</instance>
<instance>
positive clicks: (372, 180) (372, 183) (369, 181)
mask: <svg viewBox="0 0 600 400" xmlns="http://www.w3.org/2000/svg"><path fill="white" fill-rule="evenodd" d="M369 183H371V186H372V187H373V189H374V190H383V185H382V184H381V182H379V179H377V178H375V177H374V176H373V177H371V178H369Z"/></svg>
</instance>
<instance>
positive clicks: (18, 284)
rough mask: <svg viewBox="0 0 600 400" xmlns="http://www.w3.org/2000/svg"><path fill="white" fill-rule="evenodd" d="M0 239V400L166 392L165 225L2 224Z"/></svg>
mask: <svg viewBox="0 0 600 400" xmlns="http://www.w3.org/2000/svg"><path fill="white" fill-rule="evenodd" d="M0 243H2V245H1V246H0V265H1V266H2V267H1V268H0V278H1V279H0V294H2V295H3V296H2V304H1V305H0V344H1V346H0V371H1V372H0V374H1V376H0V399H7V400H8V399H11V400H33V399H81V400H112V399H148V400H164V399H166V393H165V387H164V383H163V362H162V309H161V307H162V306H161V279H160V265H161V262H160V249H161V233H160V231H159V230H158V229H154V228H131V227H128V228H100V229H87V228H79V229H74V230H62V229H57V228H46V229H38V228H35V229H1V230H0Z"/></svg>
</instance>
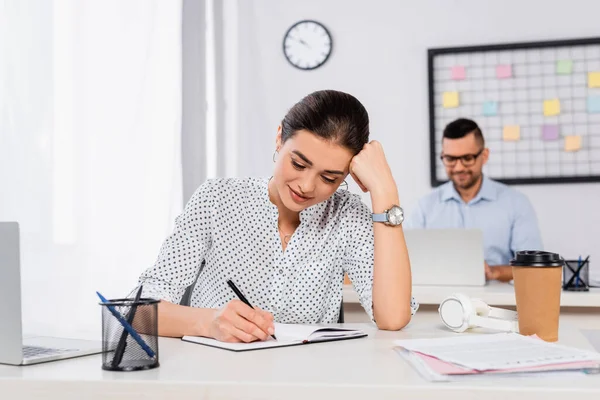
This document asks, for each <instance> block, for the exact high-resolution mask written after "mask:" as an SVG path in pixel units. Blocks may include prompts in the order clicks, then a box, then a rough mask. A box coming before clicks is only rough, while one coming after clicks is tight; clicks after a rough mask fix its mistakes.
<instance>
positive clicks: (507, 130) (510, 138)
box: [502, 125, 521, 142]
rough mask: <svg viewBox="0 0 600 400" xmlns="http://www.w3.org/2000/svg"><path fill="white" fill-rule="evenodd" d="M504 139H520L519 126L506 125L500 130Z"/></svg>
mask: <svg viewBox="0 0 600 400" xmlns="http://www.w3.org/2000/svg"><path fill="white" fill-rule="evenodd" d="M502 137H503V139H504V140H505V141H507V142H511V141H517V140H519V139H521V127H520V126H519V125H506V126H505V127H504V130H503V132H502Z"/></svg>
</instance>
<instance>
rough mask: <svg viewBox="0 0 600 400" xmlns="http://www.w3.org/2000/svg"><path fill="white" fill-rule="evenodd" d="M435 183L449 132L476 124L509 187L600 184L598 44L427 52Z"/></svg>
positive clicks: (597, 40)
mask: <svg viewBox="0 0 600 400" xmlns="http://www.w3.org/2000/svg"><path fill="white" fill-rule="evenodd" d="M428 70H429V120H430V121H429V124H430V169H431V184H432V186H438V185H440V184H442V183H444V182H445V181H447V180H448V178H447V175H446V171H445V169H444V165H443V164H442V161H441V159H440V156H441V144H442V133H443V130H444V127H445V126H446V125H447V124H448V123H449V122H451V121H453V120H455V119H457V118H461V117H464V118H469V119H473V120H474V121H475V122H477V124H478V125H479V126H480V128H481V130H482V132H483V136H484V138H485V141H486V147H488V148H489V149H490V158H489V161H488V163H487V165H486V166H485V167H484V173H485V174H486V176H488V177H490V178H492V179H495V180H498V181H501V182H504V183H506V184H533V183H572V182H600V38H589V39H575V40H561V41H546V42H528V43H511V44H499V45H489V46H487V45H486V46H471V47H452V48H436V49H429V50H428Z"/></svg>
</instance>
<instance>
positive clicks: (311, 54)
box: [283, 20, 332, 70]
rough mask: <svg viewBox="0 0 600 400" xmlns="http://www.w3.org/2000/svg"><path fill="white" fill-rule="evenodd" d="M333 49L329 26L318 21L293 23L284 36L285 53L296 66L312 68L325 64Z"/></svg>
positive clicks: (283, 39) (301, 68)
mask: <svg viewBox="0 0 600 400" xmlns="http://www.w3.org/2000/svg"><path fill="white" fill-rule="evenodd" d="M331 49H332V40H331V35H330V34H329V31H328V30H327V28H325V27H324V26H323V25H322V24H320V23H319V22H316V21H310V20H306V21H300V22H297V23H296V24H294V25H292V27H291V28H290V29H288V31H287V32H286V34H285V36H284V38H283V54H285V58H286V59H287V60H288V61H289V63H290V64H292V65H293V66H294V67H296V68H299V69H304V70H311V69H315V68H318V67H320V66H321V65H323V64H325V61H327V59H328V58H329V55H330V54H331Z"/></svg>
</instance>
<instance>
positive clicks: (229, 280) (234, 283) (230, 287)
mask: <svg viewBox="0 0 600 400" xmlns="http://www.w3.org/2000/svg"><path fill="white" fill-rule="evenodd" d="M227 284H228V285H229V287H230V288H231V290H233V292H234V293H235V294H236V296H237V297H239V298H240V300H241V301H242V303H244V304H245V305H247V306H248V307H250V308H251V309H253V310H254V307H252V304H250V302H249V301H248V299H246V296H244V294H243V293H242V292H240V289H238V288H237V286H235V283H233V281H232V280H231V279H228V280H227ZM271 337H272V338H273V339H275V340H277V338H276V337H275V335H274V334H273V335H271Z"/></svg>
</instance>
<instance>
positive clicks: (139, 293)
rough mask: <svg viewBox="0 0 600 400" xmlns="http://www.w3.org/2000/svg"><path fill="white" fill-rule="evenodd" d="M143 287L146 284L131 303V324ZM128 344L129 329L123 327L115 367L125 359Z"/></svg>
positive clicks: (115, 355)
mask: <svg viewBox="0 0 600 400" xmlns="http://www.w3.org/2000/svg"><path fill="white" fill-rule="evenodd" d="M143 288H144V285H140V287H139V289H138V291H137V294H136V295H135V299H134V300H133V304H132V305H131V308H130V309H129V314H128V315H127V317H126V319H127V322H129V324H130V325H131V324H132V323H133V318H135V312H136V309H137V302H138V301H139V300H140V297H141V296H142V289H143ZM126 346H127V330H125V329H123V332H122V333H121V338H120V339H119V343H118V344H117V348H116V350H115V355H114V357H113V360H112V366H113V368H117V367H118V366H119V364H121V361H122V360H123V354H124V353H125V347H126Z"/></svg>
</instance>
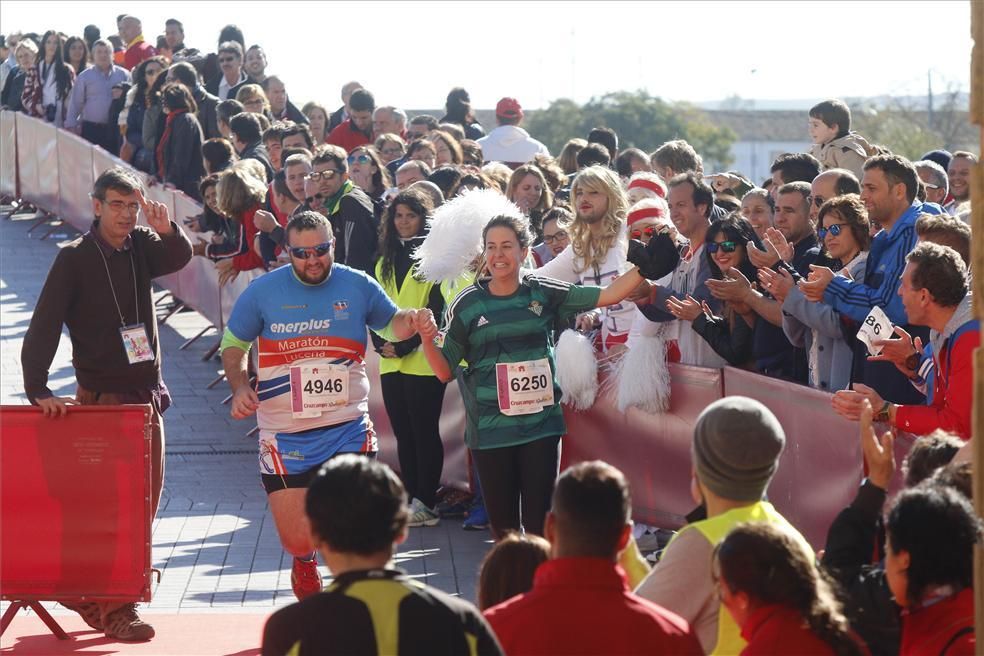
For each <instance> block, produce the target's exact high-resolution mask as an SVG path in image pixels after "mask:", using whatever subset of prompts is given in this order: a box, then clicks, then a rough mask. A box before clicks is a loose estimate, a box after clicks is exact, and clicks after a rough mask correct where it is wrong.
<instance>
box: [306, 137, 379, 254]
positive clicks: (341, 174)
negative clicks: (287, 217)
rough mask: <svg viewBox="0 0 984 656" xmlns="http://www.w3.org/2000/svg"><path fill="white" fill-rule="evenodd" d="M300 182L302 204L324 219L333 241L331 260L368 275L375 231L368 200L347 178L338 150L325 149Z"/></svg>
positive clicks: (345, 169)
mask: <svg viewBox="0 0 984 656" xmlns="http://www.w3.org/2000/svg"><path fill="white" fill-rule="evenodd" d="M312 167H313V169H314V170H313V171H312V172H311V173H309V174H308V175H307V177H306V178H305V181H304V198H305V203H304V206H303V208H302V209H310V210H314V211H315V212H319V213H321V214H323V215H324V216H326V217H328V220H329V221H330V222H331V227H332V230H333V233H334V235H333V237H334V239H335V258H336V259H337V260H338V261H339V262H341V263H342V264H345V265H346V266H350V267H352V268H353V269H361V270H362V271H366V272H369V271H371V269H372V267H373V266H375V264H376V262H375V257H376V248H377V245H378V243H379V237H378V234H379V231H378V227H377V225H376V218H375V214H374V213H373V208H372V200H370V198H369V196H367V195H366V193H365V192H364V191H362V190H361V189H359V187H358V186H356V185H355V183H353V182H352V181H351V180H349V174H348V157H347V155H346V154H345V150H343V149H342V148H340V147H339V146H333V145H325V146H323V147H322V148H321V149H320V151H319V154H318V155H317V156H316V157H315V158H314V160H313V161H312Z"/></svg>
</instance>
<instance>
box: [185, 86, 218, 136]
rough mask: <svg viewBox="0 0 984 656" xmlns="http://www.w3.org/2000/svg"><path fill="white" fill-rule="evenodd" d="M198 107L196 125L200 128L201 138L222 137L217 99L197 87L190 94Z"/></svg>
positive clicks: (216, 98) (199, 88) (199, 86)
mask: <svg viewBox="0 0 984 656" xmlns="http://www.w3.org/2000/svg"><path fill="white" fill-rule="evenodd" d="M191 95H192V96H193V97H194V98H195V104H196V105H198V124H199V125H200V126H201V128H202V137H203V138H205V139H216V138H218V137H221V136H222V133H220V132H219V112H218V109H216V108H217V107H218V105H219V97H218V96H214V95H212V94H210V93H209V92H208V91H206V90H205V88H204V87H202V86H201V85H198V86H197V87H195V90H194V91H193V92H192V94H191Z"/></svg>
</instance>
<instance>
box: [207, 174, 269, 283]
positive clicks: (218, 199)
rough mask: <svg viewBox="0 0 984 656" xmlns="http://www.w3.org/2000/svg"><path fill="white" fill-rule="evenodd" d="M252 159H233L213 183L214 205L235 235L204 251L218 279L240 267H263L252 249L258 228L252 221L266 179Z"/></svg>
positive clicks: (266, 189)
mask: <svg viewBox="0 0 984 656" xmlns="http://www.w3.org/2000/svg"><path fill="white" fill-rule="evenodd" d="M254 161H255V160H244V161H242V162H236V163H235V164H233V165H232V166H231V167H230V168H228V169H226V170H225V171H223V172H222V173H221V174H220V175H219V183H218V185H217V186H216V189H215V191H216V205H218V208H219V211H220V212H222V214H223V215H225V216H226V217H227V218H228V219H229V220H230V222H231V224H232V225H231V230H232V232H233V234H235V235H236V238H235V239H233V240H231V241H228V242H226V243H224V244H221V245H216V244H212V245H209V247H208V252H207V255H208V257H209V258H211V259H212V260H215V267H216V268H217V269H218V270H219V283H220V284H223V285H224V284H225V283H227V282H229V281H231V280H234V279H235V278H236V276H238V275H239V273H240V272H241V271H251V270H253V269H265V268H266V266H265V265H264V263H263V258H262V257H260V255H259V253H257V252H256V251H255V250H254V249H253V240H254V238H255V237H256V234H257V232H258V231H257V229H256V225H255V224H254V222H253V217H255V216H256V211H257V210H259V209H262V208H263V203H264V202H265V201H266V196H267V184H266V180H265V179H264V178H263V177H262V176H261V175H259V174H260V171H258V170H256V169H257V167H256V166H255V165H254V164H252V162H254Z"/></svg>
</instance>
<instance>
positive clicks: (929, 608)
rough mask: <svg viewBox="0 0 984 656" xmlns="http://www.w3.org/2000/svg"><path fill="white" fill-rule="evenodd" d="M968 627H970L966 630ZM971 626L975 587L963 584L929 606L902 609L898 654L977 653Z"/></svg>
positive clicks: (937, 655) (910, 655)
mask: <svg viewBox="0 0 984 656" xmlns="http://www.w3.org/2000/svg"><path fill="white" fill-rule="evenodd" d="M968 628H969V629H970V631H966V629H968ZM973 629H974V590H973V589H972V588H964V589H963V590H961V591H960V592H958V593H957V594H955V595H953V596H952V597H947V598H945V599H943V600H942V601H938V602H936V603H934V604H932V605H930V606H926V607H924V608H920V609H918V610H915V611H912V612H909V611H903V613H902V648H901V650H900V651H899V655H900V656H923V655H925V656H939V655H940V654H943V653H946V655H947V656H964V654H966V655H967V656H970V655H971V654H974V653H976V649H975V645H976V641H975V639H974V631H973ZM944 649H946V652H944V651H943V650H944Z"/></svg>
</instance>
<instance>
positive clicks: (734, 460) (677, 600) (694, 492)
mask: <svg viewBox="0 0 984 656" xmlns="http://www.w3.org/2000/svg"><path fill="white" fill-rule="evenodd" d="M785 442H786V436H785V434H784V433H783V430H782V426H780V425H779V421H778V420H777V419H776V417H775V415H773V414H772V412H771V411H770V410H769V409H768V408H766V407H765V406H764V405H762V404H761V403H759V402H758V401H755V400H753V399H749V398H746V397H743V396H729V397H726V398H723V399H720V400H718V401H715V402H714V403H712V404H711V405H709V406H708V407H707V408H706V409H705V410H704V411H703V412H702V413H701V414H700V416H699V417H698V418H697V424H696V425H695V426H694V441H693V447H692V449H691V454H692V457H693V461H694V462H693V474H692V478H691V493H692V494H693V495H694V500H695V501H697V502H699V503H703V504H705V505H706V508H707V519H704V520H701V521H698V522H694V523H692V524H688V525H687V526H686V527H684V528H683V529H682V530H681V531H680V532H679V533H678V534H677V535H676V536H675V537H674V538H673V540H671V541H670V544H669V545H668V546H667V547H666V550H665V551H664V553H663V557H662V559H661V560H660V561H659V563H658V564H657V565H656V567H655V568H654V569H653V571H652V572H651V573H650V574H649V576H647V577H646V579H645V580H644V581H643V582H642V583H641V584H640V585H639V587H638V589H637V590H636V592H637V593H638V594H639V595H640V596H642V597H645V598H646V599H650V600H652V601H654V602H656V603H657V604H659V605H661V606H664V607H666V608H667V609H669V610H671V611H673V612H675V613H677V614H678V615H680V616H681V617H683V618H684V619H685V620H687V621H688V622H690V625H691V626H692V627H693V628H694V630H695V631H696V632H697V638H698V639H699V640H700V644H701V647H703V649H704V652H705V653H711V654H737V653H739V652H740V651H741V650H742V648H743V647H744V644H745V641H744V640H742V638H741V634H740V631H739V628H738V625H737V624H736V623H735V621H734V619H733V618H732V617H731V616H730V615H729V614H728V613H727V612H721V603H720V599H719V598H718V595H717V590H716V589H715V586H714V581H713V579H712V577H711V567H710V563H711V554H712V553H713V550H714V547H715V545H717V543H718V542H720V541H721V540H722V539H723V538H724V536H725V535H727V534H728V532H729V531H730V530H731V529H732V528H733V527H734V526H736V525H737V524H740V523H742V522H750V521H764V522H770V523H773V524H778V525H780V526H782V527H784V528H785V529H787V530H788V531H790V532H792V533H793V534H795V536H796V541H797V542H798V543H799V544H800V545H801V546H802V547H803V548H804V549H806V550H807V551H808V552H809V553H810V554H811V555H812V553H813V552H812V549H810V546H809V544H808V543H807V542H806V540H805V539H804V538H803V536H801V535H800V534H799V532H798V531H796V529H795V528H793V526H792V525H791V524H790V523H789V522H788V521H786V519H785V518H784V517H783V516H782V515H780V514H779V513H778V512H777V511H776V509H775V508H773V507H772V504H770V503H769V502H768V501H764V498H765V493H766V490H767V489H768V487H769V481H771V480H772V476H773V475H774V474H775V473H776V470H777V469H778V467H779V457H780V455H781V454H782V450H783V446H784V445H785Z"/></svg>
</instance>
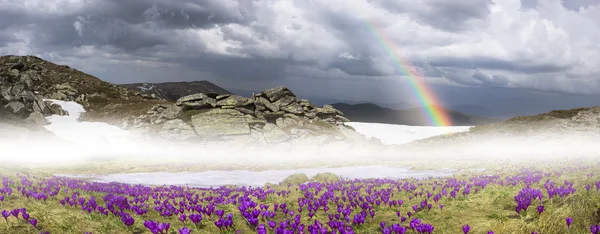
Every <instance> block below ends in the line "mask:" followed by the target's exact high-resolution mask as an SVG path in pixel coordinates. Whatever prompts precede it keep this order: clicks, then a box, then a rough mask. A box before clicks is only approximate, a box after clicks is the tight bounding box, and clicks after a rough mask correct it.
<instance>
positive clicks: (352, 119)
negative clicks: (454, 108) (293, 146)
mask: <svg viewBox="0 0 600 234" xmlns="http://www.w3.org/2000/svg"><path fill="white" fill-rule="evenodd" d="M122 86H125V87H128V88H132V89H135V90H139V91H142V92H145V93H149V94H154V95H155V96H156V97H159V98H162V99H166V100H171V101H175V100H177V99H179V98H180V97H183V96H186V95H190V94H194V93H218V94H236V95H240V96H244V97H251V96H252V94H254V93H259V91H256V92H253V91H249V90H237V89H229V90H231V91H229V90H226V89H224V88H221V87H219V86H217V85H215V84H213V83H211V82H210V81H206V80H204V81H193V82H168V83H137V84H126V85H122ZM302 98H307V99H309V100H311V103H313V104H315V105H319V106H322V105H326V104H329V105H332V106H333V107H335V108H336V109H338V110H340V111H342V112H344V114H345V116H346V117H347V118H348V119H350V120H351V121H354V122H369V123H387V124H401V125H418V126H427V125H431V123H430V122H429V121H428V119H427V116H425V115H424V114H423V109H422V108H406V107H407V106H410V105H408V104H407V103H401V102H400V103H397V104H394V105H393V104H389V105H388V106H396V107H397V109H396V108H387V107H382V106H379V105H377V104H373V103H359V102H348V101H344V100H336V99H322V98H321V99H319V98H314V97H302ZM332 103H333V104H332ZM458 108H459V109H460V110H466V111H468V112H469V114H465V113H463V112H461V111H460V110H453V109H446V111H447V112H448V113H449V115H450V118H451V119H452V123H453V125H456V126H474V125H482V124H489V123H495V122H499V121H500V120H499V119H493V118H488V117H483V116H480V115H479V114H481V115H487V114H490V113H491V111H489V110H487V109H485V108H482V107H478V106H469V105H465V106H458ZM473 113H476V114H473Z"/></svg>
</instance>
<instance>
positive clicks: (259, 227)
mask: <svg viewBox="0 0 600 234" xmlns="http://www.w3.org/2000/svg"><path fill="white" fill-rule="evenodd" d="M256 233H257V234H267V227H265V225H264V224H262V223H261V224H260V225H258V227H257V228H256Z"/></svg>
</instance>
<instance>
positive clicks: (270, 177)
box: [56, 166, 453, 187]
mask: <svg viewBox="0 0 600 234" xmlns="http://www.w3.org/2000/svg"><path fill="white" fill-rule="evenodd" d="M322 172H331V173H334V174H336V175H338V176H341V177H343V178H347V179H369V178H379V179H402V178H417V179H419V178H428V177H446V176H450V175H451V174H452V173H453V171H452V170H449V169H445V170H438V171H412V170H408V169H405V168H396V167H389V166H353V167H338V168H327V167H321V168H307V169H294V170H269V171H245V170H235V171H205V172H178V173H170V172H152V173H129V174H110V175H56V176H65V177H73V178H93V181H98V182H121V183H128V184H145V185H189V186H193V187H218V186H222V185H238V186H263V185H264V184H266V183H279V182H281V181H282V180H283V179H284V178H286V177H287V176H290V175H292V174H296V173H304V174H306V175H307V176H308V177H309V178H311V177H312V176H314V175H316V174H317V173H322Z"/></svg>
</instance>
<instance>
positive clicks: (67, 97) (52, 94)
mask: <svg viewBox="0 0 600 234" xmlns="http://www.w3.org/2000/svg"><path fill="white" fill-rule="evenodd" d="M49 98H50V99H54V100H61V101H67V100H69V96H67V95H66V94H64V93H61V92H56V93H53V94H51V95H50V97H49Z"/></svg>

◇ ◇ ◇

### [Problem]
All that should be written out is the stretch of lines above between the one holding "positive clicks: (259, 227)" and the one holding "positive clicks: (270, 177)", inclusive, exactly as given.

### [Your response]
positive clicks: (259, 227)
mask: <svg viewBox="0 0 600 234" xmlns="http://www.w3.org/2000/svg"><path fill="white" fill-rule="evenodd" d="M256 233H257V234H267V227H265V225H264V224H262V223H261V224H260V225H258V227H257V228H256Z"/></svg>
</instance>
<instance>
positive clicks: (270, 177)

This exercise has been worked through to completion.